(Beginning of Given passage)

St. Maarten Christian Party (SMCP) Member of Parliament (MP) Claude “Chacho” Peterson speaks during the closing of Parliament on Monday.
PHILIPSBURG--The St. Maarten Christian Party (SMCP) will be re-evaluating, in the coming days, the commitment of parties in the governing coalition to live up to agreements made to work together, SMCP Member of Parliament (MP) Claude “Chacho” Peterson said during the closing of the parliamentary year on Monday.
“During this parliamentary year … the lack of cohesion in the Council of Ministers and the ongoing sabotage by those who do not adhere to strong principles of good governance and who are out to disrupt any clear and well-articulated policy or procedure that has been agreed upon is now evident for all to see,” Peterson said.
“To SMCP the lack of cohesion and sabotage is clearly disrupting the progress of the country. SMCP finds this unacceptable. … A coalition is like a marriage, where trials and tribulations can either strengthen your partnership or eventually lead to divorce. I continue to believe in stability and I remain fully committed to serve our people while upholding the principles of good governance, integrity, transparency, accountability and justice.”
Peterson said it has not always been easy for him to accept some decisions taken by the coalition and the Council of Ministers, but he believes he has demonstrated that SMCP joined the United Democrats (UD) in good faith and with all intentions to fulfil and live up to the agreements made for St. Maarten during the formation process.
He noted that the just-ended parliamentary year had been quite interesting and there had never been a dull moment.
“With a slim coalition majority of eight, we have seen over the past year that the coalition has lost the majority vote many times. We have even seen one of our very own ministers sent home by one MP of the coalition with the full support of the opposition MPs. By all accounts, … this is unheard of.
“Yet this coalition still stands. Some have joked that this is the longest-falling coalition in the history of St. Maarten,” Peterson said, noting that he did not know whether this was now true, given the statement made by UD MP Franklin Meyers minutes earlier that he had pulled his support from government.

(End of Given passage)
(Beginning of Information provided)

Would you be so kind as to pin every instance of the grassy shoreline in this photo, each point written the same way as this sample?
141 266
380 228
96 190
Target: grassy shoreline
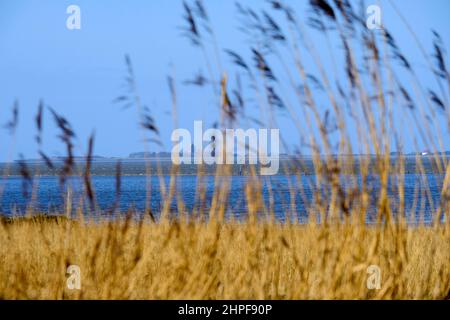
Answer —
213 260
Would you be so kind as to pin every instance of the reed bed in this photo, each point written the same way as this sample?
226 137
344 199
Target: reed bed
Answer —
183 260
368 103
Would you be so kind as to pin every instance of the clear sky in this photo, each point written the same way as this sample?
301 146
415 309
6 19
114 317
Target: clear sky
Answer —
80 72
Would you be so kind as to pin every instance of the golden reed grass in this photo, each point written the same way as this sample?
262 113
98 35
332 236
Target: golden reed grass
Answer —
384 105
129 260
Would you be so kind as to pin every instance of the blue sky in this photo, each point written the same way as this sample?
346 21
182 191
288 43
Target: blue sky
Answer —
80 72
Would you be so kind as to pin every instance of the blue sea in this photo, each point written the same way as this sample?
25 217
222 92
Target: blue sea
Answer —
284 195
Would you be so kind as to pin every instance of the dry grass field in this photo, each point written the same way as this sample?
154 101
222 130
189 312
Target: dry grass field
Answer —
371 101
214 260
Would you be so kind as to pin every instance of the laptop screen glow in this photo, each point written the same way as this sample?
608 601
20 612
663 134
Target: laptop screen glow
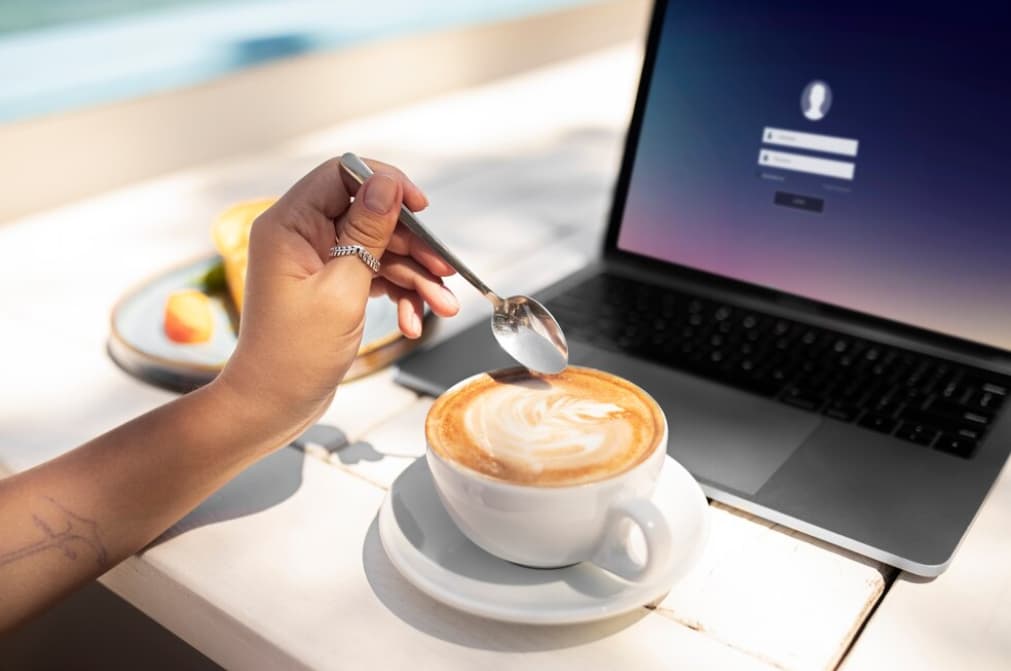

(End of Information provided)

• **Task to carry out**: Copy out the stretch of the article on the SMCP from "PHILIPSBURG--The St. Maarten" through "year on Monday.", replacing "the coming days" with "the coming weeks". The listing has no connection to the article.

• **Task response**:
PHILIPSBURG--The St. Maarten Christian Party (SMCP) will be re-evaluating, in the coming weeks, the commitment of parties in the governing coalition to live up to agreements made to work together, SMCP Member of Parliament (MP) Claude “Chacho” Peterson said during the closing of the parliamentary year on Monday.